Exercise details:
One figure is wanted here: how many lines in the entries hold the word "exact".

▬▬▬

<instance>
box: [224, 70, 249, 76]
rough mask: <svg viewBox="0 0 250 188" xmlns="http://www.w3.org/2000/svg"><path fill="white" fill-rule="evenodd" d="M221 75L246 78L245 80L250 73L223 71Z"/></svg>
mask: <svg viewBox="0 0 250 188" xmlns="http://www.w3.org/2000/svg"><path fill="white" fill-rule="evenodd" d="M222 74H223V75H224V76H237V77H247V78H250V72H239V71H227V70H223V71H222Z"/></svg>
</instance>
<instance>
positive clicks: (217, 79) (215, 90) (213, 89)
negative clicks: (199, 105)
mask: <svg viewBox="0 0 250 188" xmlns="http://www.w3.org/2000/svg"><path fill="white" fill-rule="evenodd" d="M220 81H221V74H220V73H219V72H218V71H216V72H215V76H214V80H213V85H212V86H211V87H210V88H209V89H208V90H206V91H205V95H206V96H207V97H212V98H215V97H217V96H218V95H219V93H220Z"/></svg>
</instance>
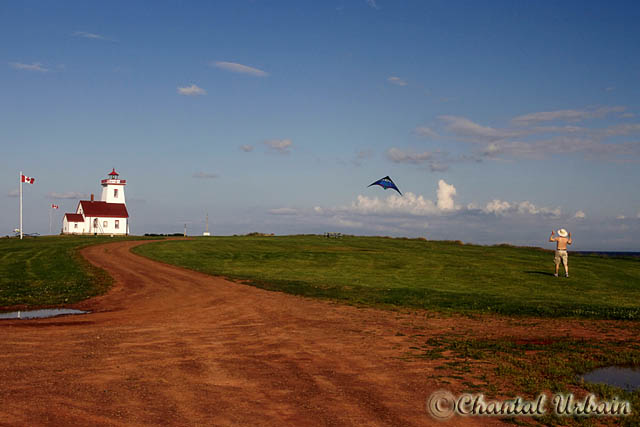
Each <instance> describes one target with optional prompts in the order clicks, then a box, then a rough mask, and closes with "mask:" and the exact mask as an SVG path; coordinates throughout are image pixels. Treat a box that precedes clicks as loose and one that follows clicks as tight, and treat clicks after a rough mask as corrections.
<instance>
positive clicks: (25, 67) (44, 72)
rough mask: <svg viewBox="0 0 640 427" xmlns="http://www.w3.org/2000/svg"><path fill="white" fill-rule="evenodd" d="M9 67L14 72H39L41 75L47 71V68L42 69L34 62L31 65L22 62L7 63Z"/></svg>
mask: <svg viewBox="0 0 640 427" xmlns="http://www.w3.org/2000/svg"><path fill="white" fill-rule="evenodd" d="M9 65H10V66H11V67H13V68H15V69H16V70H27V71H39V72H41V73H46V72H47V71H49V69H48V68H45V67H43V66H42V64H41V63H39V62H34V63H32V64H24V63H22V62H9Z"/></svg>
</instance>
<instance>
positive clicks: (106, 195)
mask: <svg viewBox="0 0 640 427" xmlns="http://www.w3.org/2000/svg"><path fill="white" fill-rule="evenodd" d="M119 176H120V174H118V172H116V169H115V168H113V169H112V170H111V172H109V175H108V177H109V178H107V179H103V180H102V181H101V182H100V183H101V184H102V197H101V199H100V200H102V201H103V202H107V203H122V204H125V200H124V186H125V185H127V181H126V180H124V179H118V177H119Z"/></svg>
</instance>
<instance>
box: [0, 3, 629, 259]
mask: <svg viewBox="0 0 640 427" xmlns="http://www.w3.org/2000/svg"><path fill="white" fill-rule="evenodd" d="M639 18H640V6H638V5H637V4H636V3H635V2H615V3H604V2H585V1H580V2H569V1H567V2H512V1H504V2H498V1H496V2H491V3H482V2H472V1H466V2H452V1H442V2H435V1H432V2H429V1H402V2H397V1H385V0H376V1H373V0H369V1H366V0H362V1H360V0H352V1H325V2H312V1H281V2H267V1H257V0H256V1H243V0H237V1H227V2H223V1H216V2H191V3H186V2H185V3H182V2H180V3H179V2H157V1H154V2H109V3H108V4H103V3H98V2H84V1H83V2H64V3H61V4H54V3H52V2H44V1H43V2H30V1H21V2H2V3H0V38H1V39H2V40H3V43H1V44H0V89H1V93H2V96H0V116H1V117H2V118H3V120H2V123H3V124H2V126H0V145H1V147H2V156H1V158H2V163H1V165H2V169H1V170H0V176H1V178H2V179H1V180H0V191H1V192H2V193H0V196H1V197H2V198H3V200H4V203H3V204H2V206H1V208H0V230H4V231H0V234H8V233H10V231H11V230H12V229H13V228H15V227H16V226H17V221H18V215H17V214H18V200H17V198H16V197H15V190H16V189H17V183H16V181H17V175H18V171H19V170H20V169H22V170H23V171H24V172H25V173H26V174H28V175H31V176H34V177H36V179H37V180H36V184H34V185H32V186H28V187H27V188H25V201H24V203H25V231H27V232H40V233H47V232H48V228H49V222H48V210H47V207H48V206H50V204H51V203H57V204H59V205H61V209H60V211H59V212H56V219H57V222H56V224H57V226H58V228H59V226H60V223H61V216H62V213H63V212H65V211H67V212H68V211H73V209H75V205H76V204H77V201H78V199H79V198H85V197H86V195H87V194H89V193H91V192H93V193H96V194H99V193H100V187H99V180H100V179H101V178H103V177H104V176H105V175H106V173H107V172H108V171H110V170H111V168H112V167H115V168H116V169H117V170H118V171H119V172H120V173H121V174H122V178H124V179H127V180H128V182H129V185H128V186H127V188H126V192H127V193H126V194H127V199H128V207H129V210H130V213H131V217H132V218H131V231H132V232H133V233H136V234H140V233H145V232H174V231H181V230H182V224H184V223H188V227H189V229H190V231H191V232H193V233H200V232H202V231H203V229H204V216H205V213H207V212H208V213H209V217H210V225H211V229H212V232H213V233H214V234H233V233H246V232H250V231H262V232H275V233H278V234H286V233H321V232H325V231H341V232H345V233H354V234H376V235H394V236H426V237H427V238H434V239H459V240H462V241H465V242H476V243H483V244H490V243H500V242H509V243H513V244H523V245H535V246H546V245H547V244H546V243H545V240H546V238H547V236H548V234H549V232H550V230H551V229H552V228H556V229H557V228H559V227H565V228H568V229H570V230H571V231H573V234H574V237H575V240H576V244H575V245H574V246H575V249H582V250H592V249H603V250H640V243H638V242H640V196H638V194H639V193H638V190H637V183H638V182H639V178H640V172H639V171H638V160H639V159H640V105H639V101H638V100H640V84H639V78H640V58H639V56H638V55H637V41H638V40H640V34H639V33H640V30H639V29H638V25H637V22H638V19H639ZM385 175H390V176H391V177H392V178H393V179H394V180H395V182H396V183H397V185H398V186H399V187H400V189H401V190H402V191H403V193H404V196H403V197H402V198H400V196H396V195H392V194H390V191H386V192H385V191H383V190H382V189H380V188H378V187H371V188H367V185H368V184H370V183H371V182H373V181H374V180H376V179H378V178H381V177H383V176H385ZM54 228H55V227H54Z"/></svg>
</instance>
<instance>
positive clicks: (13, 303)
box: [0, 236, 131, 309]
mask: <svg viewBox="0 0 640 427" xmlns="http://www.w3.org/2000/svg"><path fill="white" fill-rule="evenodd" d="M129 238H131V237H129ZM121 239H123V238H122V237H118V238H109V237H102V236H101V237H93V236H50V237H49V236H47V237H38V238H26V239H24V240H19V239H15V238H12V239H0V307H3V308H5V309H8V308H12V307H15V308H18V307H19V308H26V307H45V306H57V305H63V304H71V303H74V302H78V301H81V300H83V299H85V298H88V297H91V296H94V295H98V294H101V293H104V292H105V291H106V290H107V289H108V288H109V286H110V285H111V277H110V276H109V275H108V274H106V273H105V272H104V271H102V270H100V269H98V268H96V267H93V266H92V265H91V264H89V263H88V262H87V261H86V260H85V259H84V258H82V257H81V256H80V255H79V254H78V253H77V251H78V249H80V248H83V247H85V246H88V245H93V244H98V243H106V242H112V241H114V240H121Z"/></svg>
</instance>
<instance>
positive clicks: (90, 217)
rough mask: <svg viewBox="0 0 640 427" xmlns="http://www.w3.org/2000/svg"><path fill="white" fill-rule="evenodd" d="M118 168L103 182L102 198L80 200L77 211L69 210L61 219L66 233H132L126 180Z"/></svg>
mask: <svg viewBox="0 0 640 427" xmlns="http://www.w3.org/2000/svg"><path fill="white" fill-rule="evenodd" d="M118 176H119V175H118V173H117V172H116V170H115V168H114V169H113V170H112V171H111V173H109V178H107V179H103V180H102V181H101V185H102V198H101V200H100V201H96V200H94V197H93V194H92V195H91V200H81V201H80V202H78V207H77V208H76V212H75V213H66V214H65V215H64V219H63V220H62V233H63V234H108V235H111V234H114V235H128V234H129V212H127V205H126V203H125V198H124V186H125V185H127V181H126V180H124V179H119V178H118Z"/></svg>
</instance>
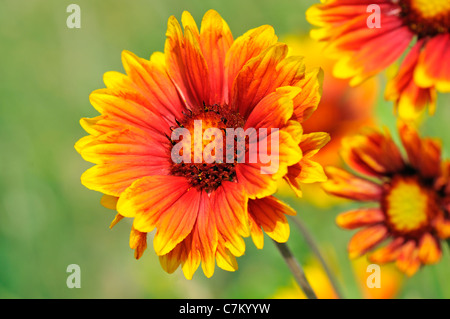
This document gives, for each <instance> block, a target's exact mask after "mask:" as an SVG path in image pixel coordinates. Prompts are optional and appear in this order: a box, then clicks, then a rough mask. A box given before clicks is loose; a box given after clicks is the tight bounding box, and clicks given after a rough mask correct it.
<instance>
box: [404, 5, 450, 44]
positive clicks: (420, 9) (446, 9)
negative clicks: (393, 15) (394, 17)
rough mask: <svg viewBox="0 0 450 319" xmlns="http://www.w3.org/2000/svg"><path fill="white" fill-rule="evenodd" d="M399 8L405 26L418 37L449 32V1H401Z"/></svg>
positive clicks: (432, 35) (449, 8) (449, 7)
mask: <svg viewBox="0 0 450 319" xmlns="http://www.w3.org/2000/svg"><path fill="white" fill-rule="evenodd" d="M400 6H401V8H402V12H401V16H402V17H403V19H404V21H405V23H406V25H408V26H409V28H410V29H411V31H413V32H414V33H416V34H418V35H419V36H421V37H424V36H434V35H436V34H439V33H446V32H450V1H447V0H402V1H400Z"/></svg>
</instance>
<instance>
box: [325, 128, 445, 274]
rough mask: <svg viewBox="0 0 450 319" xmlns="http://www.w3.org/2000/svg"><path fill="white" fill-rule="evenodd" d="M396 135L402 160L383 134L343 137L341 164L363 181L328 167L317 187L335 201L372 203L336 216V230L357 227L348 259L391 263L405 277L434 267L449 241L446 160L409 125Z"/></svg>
mask: <svg viewBox="0 0 450 319" xmlns="http://www.w3.org/2000/svg"><path fill="white" fill-rule="evenodd" d="M399 133H400V134H399V135H400V138H401V141H402V144H403V147H404V150H405V152H406V154H407V159H406V158H404V156H403V155H402V151H401V150H400V149H399V148H398V147H397V145H396V144H395V143H394V141H393V140H392V138H391V137H390V135H389V133H388V132H385V133H382V132H379V131H377V130H372V129H371V130H368V131H366V132H365V133H363V134H360V135H357V136H354V137H348V138H346V139H345V140H344V142H343V146H342V148H343V150H342V156H343V158H344V160H345V162H346V163H347V164H348V165H349V166H350V167H351V168H353V169H354V170H355V171H356V172H357V173H359V174H362V175H366V176H367V178H363V177H359V176H356V175H353V174H351V173H349V172H347V171H344V170H342V169H338V168H334V167H329V168H327V174H328V177H329V180H328V181H327V182H326V183H324V185H323V187H324V189H325V190H326V191H327V192H329V193H331V194H333V195H336V196H339V197H344V198H347V199H351V200H355V201H362V202H375V203H377V204H378V205H377V206H371V207H367V208H360V209H356V210H353V211H349V212H346V213H343V214H340V215H339V216H338V217H337V219H336V222H337V224H338V225H339V226H340V227H342V228H345V229H355V228H363V229H362V230H359V231H358V232H357V233H356V234H355V235H354V236H353V237H352V239H351V240H350V242H349V245H348V251H349V256H350V258H355V257H358V256H361V255H362V254H365V253H367V252H370V253H369V255H368V257H369V259H370V260H371V261H372V262H374V263H386V262H394V261H395V262H396V265H397V267H398V268H399V269H400V270H401V271H403V272H404V273H406V274H407V275H409V276H411V275H413V274H415V273H416V272H417V271H418V270H419V268H420V266H421V265H427V264H435V263H437V262H438V261H439V260H440V258H441V254H442V250H441V242H442V241H443V240H445V239H448V238H449V237H450V215H449V213H450V161H443V160H441V145H440V143H439V141H437V140H434V139H431V138H420V137H419V135H418V134H417V132H416V130H415V129H414V128H413V127H412V126H410V125H407V124H404V123H402V124H399ZM382 242H386V244H385V245H383V246H382V247H381V248H378V249H376V250H375V251H373V250H374V248H375V247H376V246H379V245H380V244H381V243H382Z"/></svg>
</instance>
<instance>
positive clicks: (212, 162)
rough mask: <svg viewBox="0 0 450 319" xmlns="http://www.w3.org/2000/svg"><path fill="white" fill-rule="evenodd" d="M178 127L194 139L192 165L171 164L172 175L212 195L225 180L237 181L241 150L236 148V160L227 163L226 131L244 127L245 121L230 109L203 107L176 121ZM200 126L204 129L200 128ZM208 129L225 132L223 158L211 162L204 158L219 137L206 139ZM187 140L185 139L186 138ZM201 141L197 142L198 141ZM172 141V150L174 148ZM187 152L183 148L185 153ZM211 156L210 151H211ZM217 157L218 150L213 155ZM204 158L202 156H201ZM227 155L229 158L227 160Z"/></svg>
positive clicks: (223, 135)
mask: <svg viewBox="0 0 450 319" xmlns="http://www.w3.org/2000/svg"><path fill="white" fill-rule="evenodd" d="M177 123H178V128H185V129H187V130H189V133H190V136H191V148H190V150H191V154H190V159H191V163H186V162H182V163H172V166H171V171H170V173H171V175H174V176H184V177H186V178H187V179H188V181H189V183H190V184H191V185H192V186H193V187H195V188H197V189H199V190H205V191H206V192H208V193H209V192H211V191H213V190H215V189H217V188H218V187H219V186H220V185H221V184H222V182H223V181H234V180H235V179H236V168H235V164H236V158H237V151H238V148H237V147H234V154H232V155H231V156H232V157H233V159H232V160H231V162H230V160H228V157H229V156H230V155H229V154H228V153H226V151H227V148H226V129H227V128H233V129H235V128H240V127H242V128H243V127H244V119H243V118H242V117H241V116H240V115H239V114H238V113H236V112H232V111H231V110H230V109H229V108H228V106H226V105H225V106H220V105H217V104H216V105H213V106H203V107H199V108H197V109H195V110H193V111H188V112H187V113H185V114H184V118H183V119H181V120H180V121H177ZM200 125H201V127H200ZM208 129H218V130H220V131H221V132H222V138H223V141H222V143H223V146H222V152H223V154H222V157H221V156H220V155H219V154H217V157H216V159H215V161H214V162H212V163H211V160H209V161H208V156H206V157H205V153H204V152H205V149H206V147H208V144H210V143H211V142H212V141H214V140H215V138H216V137H211V139H210V138H209V137H206V135H207V134H205V132H206V131H207V130H208ZM183 138H184V137H183ZM196 140H197V141H199V140H200V141H201V142H200V143H195V141H196ZM174 142H175V143H177V142H179V141H173V142H172V148H173V147H174ZM184 151H185V150H184V149H183V152H184ZM208 153H209V152H208ZM211 154H212V155H216V154H215V149H214V150H213V151H212V152H211ZM200 156H201V157H200ZM226 156H227V157H226Z"/></svg>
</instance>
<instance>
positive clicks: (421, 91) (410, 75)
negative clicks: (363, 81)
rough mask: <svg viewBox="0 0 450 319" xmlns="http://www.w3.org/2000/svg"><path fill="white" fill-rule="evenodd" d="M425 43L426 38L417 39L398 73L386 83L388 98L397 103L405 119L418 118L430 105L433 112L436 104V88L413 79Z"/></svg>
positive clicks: (398, 109)
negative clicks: (421, 39)
mask: <svg viewBox="0 0 450 319" xmlns="http://www.w3.org/2000/svg"><path fill="white" fill-rule="evenodd" d="M423 43H424V40H419V41H417V43H416V44H415V45H414V46H413V48H412V49H411V50H410V51H409V52H408V55H407V56H406V57H405V59H404V61H403V62H402V65H401V66H400V69H399V71H398V73H397V74H396V75H395V76H394V77H393V78H392V79H390V80H389V82H388V84H387V85H386V91H385V97H386V99H387V100H390V101H394V102H395V103H396V108H397V111H398V115H399V117H400V118H402V119H405V120H415V119H417V118H418V117H419V116H420V115H421V114H422V113H423V110H424V109H425V107H426V106H429V112H430V113H431V114H432V113H433V112H434V109H435V106H436V105H435V104H436V93H435V92H434V88H431V87H429V88H421V87H419V86H417V84H416V83H415V82H414V81H413V75H414V69H415V68H416V65H417V60H418V58H419V54H420V49H421V48H422V46H423Z"/></svg>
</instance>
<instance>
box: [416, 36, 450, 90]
mask: <svg viewBox="0 0 450 319" xmlns="http://www.w3.org/2000/svg"><path fill="white" fill-rule="evenodd" d="M448 61H450V34H448V33H441V34H437V35H436V36H434V37H432V38H430V39H429V40H428V41H427V43H426V44H425V48H424V50H423V51H422V52H421V54H420V57H419V61H418V64H417V67H416V69H415V72H414V82H415V83H416V84H417V85H418V86H420V87H423V88H428V87H436V89H437V90H438V91H440V92H445V93H448V92H450V64H449V63H448Z"/></svg>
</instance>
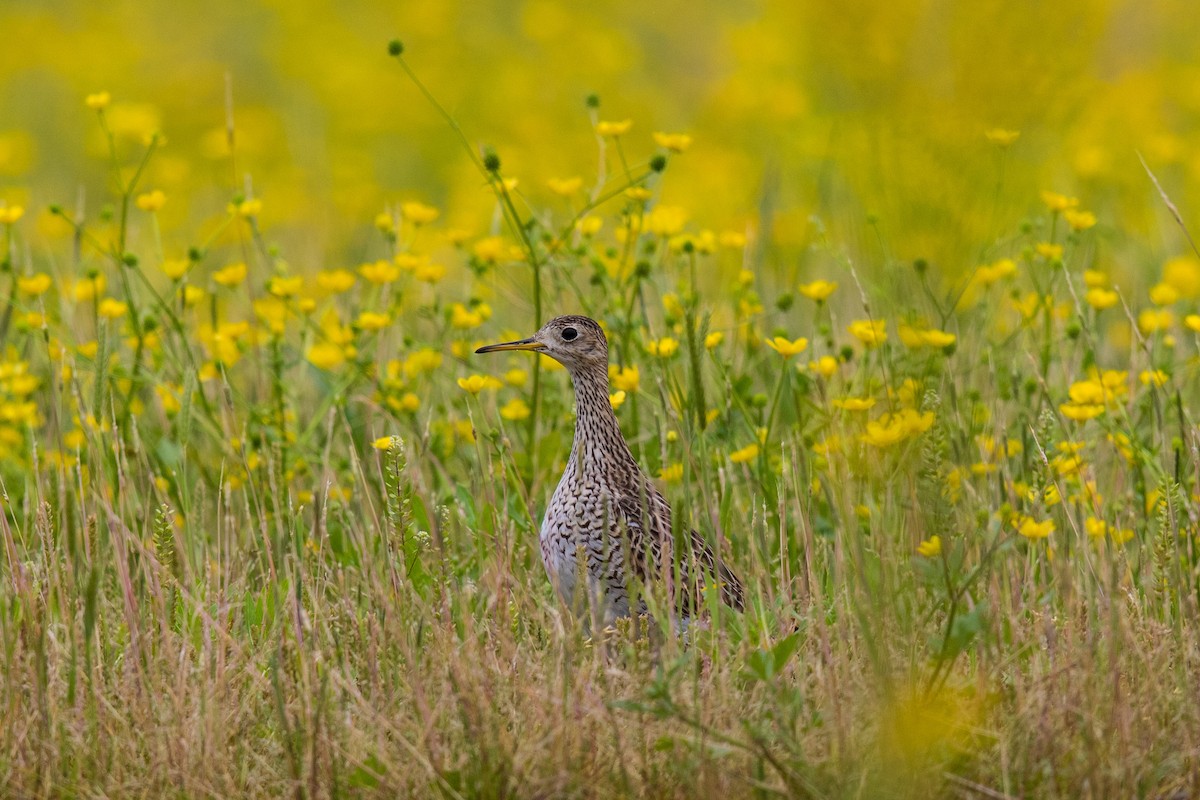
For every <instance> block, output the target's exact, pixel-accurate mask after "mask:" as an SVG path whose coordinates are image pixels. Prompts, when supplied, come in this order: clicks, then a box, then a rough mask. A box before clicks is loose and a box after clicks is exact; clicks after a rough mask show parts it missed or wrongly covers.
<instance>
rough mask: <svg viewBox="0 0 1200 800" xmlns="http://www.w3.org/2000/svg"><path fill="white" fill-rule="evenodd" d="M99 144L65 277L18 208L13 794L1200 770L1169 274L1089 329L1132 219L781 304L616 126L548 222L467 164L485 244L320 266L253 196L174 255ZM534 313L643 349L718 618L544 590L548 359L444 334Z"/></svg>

▬▬▬

Solution to this task:
3